-- What to work on --
Count the lines below that include "truck". Only the number should be given.

Stored data entries:
____________________
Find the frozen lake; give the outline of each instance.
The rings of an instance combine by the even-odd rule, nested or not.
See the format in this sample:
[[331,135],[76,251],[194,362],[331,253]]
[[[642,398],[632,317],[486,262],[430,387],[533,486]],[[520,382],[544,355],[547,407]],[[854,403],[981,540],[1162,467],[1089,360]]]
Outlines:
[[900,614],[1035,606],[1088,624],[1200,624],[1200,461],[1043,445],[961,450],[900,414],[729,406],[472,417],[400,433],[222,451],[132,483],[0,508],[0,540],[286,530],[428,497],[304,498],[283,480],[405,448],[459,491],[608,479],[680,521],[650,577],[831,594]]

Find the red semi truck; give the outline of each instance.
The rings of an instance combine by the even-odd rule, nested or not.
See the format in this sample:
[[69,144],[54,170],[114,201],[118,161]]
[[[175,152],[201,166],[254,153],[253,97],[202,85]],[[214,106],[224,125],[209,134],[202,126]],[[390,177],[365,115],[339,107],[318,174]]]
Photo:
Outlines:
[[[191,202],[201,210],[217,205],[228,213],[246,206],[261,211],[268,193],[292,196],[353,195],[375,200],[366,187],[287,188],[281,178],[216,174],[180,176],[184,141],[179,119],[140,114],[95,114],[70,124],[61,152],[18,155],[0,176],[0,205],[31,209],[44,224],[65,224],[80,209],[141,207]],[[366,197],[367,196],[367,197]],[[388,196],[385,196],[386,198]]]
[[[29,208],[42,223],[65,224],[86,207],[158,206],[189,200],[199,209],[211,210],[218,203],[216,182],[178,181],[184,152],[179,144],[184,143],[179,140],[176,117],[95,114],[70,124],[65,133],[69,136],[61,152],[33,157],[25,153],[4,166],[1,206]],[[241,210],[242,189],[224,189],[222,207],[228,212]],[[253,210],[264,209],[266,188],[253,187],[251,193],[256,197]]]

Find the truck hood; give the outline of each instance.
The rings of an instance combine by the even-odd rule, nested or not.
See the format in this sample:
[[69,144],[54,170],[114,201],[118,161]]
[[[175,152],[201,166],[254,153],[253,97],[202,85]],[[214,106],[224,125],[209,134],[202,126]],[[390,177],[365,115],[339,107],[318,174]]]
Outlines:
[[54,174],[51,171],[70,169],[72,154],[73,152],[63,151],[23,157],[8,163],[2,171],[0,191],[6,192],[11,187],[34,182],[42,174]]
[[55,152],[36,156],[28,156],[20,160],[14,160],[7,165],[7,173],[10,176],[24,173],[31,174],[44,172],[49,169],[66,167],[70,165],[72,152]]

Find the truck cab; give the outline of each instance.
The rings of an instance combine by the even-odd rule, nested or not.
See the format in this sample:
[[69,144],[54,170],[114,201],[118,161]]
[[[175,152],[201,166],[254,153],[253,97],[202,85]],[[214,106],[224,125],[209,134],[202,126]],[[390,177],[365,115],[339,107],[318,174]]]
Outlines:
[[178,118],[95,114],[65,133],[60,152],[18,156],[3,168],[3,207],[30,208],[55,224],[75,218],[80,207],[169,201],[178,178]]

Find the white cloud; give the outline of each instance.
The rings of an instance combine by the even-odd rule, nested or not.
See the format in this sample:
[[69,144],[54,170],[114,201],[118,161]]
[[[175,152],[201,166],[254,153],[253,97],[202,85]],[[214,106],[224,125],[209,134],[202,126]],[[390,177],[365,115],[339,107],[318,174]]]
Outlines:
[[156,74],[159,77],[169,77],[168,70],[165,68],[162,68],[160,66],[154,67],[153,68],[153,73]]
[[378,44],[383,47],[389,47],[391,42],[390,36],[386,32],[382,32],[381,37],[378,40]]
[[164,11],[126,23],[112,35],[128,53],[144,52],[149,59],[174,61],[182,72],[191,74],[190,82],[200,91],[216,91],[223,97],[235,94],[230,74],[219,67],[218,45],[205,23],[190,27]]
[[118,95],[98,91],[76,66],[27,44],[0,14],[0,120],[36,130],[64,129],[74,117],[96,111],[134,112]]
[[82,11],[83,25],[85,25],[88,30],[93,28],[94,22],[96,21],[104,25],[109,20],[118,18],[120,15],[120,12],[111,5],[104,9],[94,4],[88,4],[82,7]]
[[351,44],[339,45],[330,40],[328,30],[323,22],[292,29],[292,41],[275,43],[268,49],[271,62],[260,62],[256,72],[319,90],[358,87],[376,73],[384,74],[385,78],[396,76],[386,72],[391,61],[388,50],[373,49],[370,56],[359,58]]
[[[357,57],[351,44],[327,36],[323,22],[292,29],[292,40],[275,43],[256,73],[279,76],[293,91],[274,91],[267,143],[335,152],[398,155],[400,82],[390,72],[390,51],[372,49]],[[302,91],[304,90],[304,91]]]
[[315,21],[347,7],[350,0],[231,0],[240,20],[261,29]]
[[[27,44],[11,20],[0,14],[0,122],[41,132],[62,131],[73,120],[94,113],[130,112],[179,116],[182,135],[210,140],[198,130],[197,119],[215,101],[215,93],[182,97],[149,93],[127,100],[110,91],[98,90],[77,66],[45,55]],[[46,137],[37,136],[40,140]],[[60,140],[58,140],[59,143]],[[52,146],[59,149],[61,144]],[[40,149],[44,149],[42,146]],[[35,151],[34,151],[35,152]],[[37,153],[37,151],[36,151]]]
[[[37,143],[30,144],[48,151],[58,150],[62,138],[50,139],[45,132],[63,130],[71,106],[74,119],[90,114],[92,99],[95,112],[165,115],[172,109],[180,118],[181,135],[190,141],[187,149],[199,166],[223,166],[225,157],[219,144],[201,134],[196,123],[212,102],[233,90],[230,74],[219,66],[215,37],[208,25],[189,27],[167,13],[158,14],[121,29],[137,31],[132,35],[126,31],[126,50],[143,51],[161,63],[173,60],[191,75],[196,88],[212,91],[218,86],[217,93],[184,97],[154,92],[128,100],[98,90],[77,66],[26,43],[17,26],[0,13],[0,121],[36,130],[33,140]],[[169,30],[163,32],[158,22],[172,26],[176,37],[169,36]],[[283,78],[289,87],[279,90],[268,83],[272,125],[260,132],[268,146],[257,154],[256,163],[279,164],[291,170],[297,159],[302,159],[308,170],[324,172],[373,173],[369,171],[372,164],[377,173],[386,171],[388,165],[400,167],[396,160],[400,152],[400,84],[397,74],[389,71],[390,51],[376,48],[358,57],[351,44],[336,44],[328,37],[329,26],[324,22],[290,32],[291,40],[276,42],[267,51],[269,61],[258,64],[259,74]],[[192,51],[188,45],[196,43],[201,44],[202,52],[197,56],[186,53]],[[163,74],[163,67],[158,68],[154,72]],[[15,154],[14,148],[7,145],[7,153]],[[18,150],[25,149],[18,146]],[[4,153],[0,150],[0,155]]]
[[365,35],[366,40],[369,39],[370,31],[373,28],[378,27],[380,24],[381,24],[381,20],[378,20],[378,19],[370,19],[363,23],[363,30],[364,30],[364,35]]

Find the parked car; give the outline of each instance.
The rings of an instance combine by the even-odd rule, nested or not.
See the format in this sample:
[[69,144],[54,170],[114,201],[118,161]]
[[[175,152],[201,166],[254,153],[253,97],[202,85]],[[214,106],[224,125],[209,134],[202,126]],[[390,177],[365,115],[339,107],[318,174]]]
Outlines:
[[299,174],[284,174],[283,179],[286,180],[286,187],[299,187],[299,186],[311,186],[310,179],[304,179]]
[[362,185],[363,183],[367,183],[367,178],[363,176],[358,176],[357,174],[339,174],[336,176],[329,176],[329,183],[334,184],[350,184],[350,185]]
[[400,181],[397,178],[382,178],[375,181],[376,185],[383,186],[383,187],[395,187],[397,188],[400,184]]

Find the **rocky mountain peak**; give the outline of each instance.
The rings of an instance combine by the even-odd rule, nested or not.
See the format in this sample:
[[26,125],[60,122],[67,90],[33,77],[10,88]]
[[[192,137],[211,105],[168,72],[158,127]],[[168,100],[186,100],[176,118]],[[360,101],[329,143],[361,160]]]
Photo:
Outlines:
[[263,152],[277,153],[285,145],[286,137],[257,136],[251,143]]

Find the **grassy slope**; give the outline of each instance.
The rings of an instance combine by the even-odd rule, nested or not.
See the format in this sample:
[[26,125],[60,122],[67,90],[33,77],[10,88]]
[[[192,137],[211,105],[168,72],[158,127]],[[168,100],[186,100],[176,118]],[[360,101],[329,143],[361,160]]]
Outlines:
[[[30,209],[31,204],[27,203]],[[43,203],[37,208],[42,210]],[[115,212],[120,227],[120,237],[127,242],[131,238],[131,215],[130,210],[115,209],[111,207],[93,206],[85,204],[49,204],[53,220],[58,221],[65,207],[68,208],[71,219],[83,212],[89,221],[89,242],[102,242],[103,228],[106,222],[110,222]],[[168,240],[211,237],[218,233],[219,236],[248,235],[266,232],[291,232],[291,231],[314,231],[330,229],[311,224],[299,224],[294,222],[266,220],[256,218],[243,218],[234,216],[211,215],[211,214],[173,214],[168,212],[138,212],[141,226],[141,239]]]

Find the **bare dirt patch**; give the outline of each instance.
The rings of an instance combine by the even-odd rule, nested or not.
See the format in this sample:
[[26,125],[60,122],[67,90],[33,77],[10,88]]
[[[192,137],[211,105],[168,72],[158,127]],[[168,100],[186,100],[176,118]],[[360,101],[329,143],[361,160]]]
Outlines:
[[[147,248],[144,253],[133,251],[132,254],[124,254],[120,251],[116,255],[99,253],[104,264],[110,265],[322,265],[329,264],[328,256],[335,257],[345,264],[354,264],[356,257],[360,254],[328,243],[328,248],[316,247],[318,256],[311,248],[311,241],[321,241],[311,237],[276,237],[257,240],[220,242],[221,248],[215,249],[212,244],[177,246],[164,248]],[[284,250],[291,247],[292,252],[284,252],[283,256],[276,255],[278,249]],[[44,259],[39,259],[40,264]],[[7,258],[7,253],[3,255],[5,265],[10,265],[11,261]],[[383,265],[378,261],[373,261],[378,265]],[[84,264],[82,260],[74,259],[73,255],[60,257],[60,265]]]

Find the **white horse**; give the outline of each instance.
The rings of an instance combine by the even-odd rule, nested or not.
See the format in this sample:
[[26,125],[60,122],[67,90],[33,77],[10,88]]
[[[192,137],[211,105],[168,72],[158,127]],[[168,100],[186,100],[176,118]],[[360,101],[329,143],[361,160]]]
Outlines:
____________________
-- Response area --
3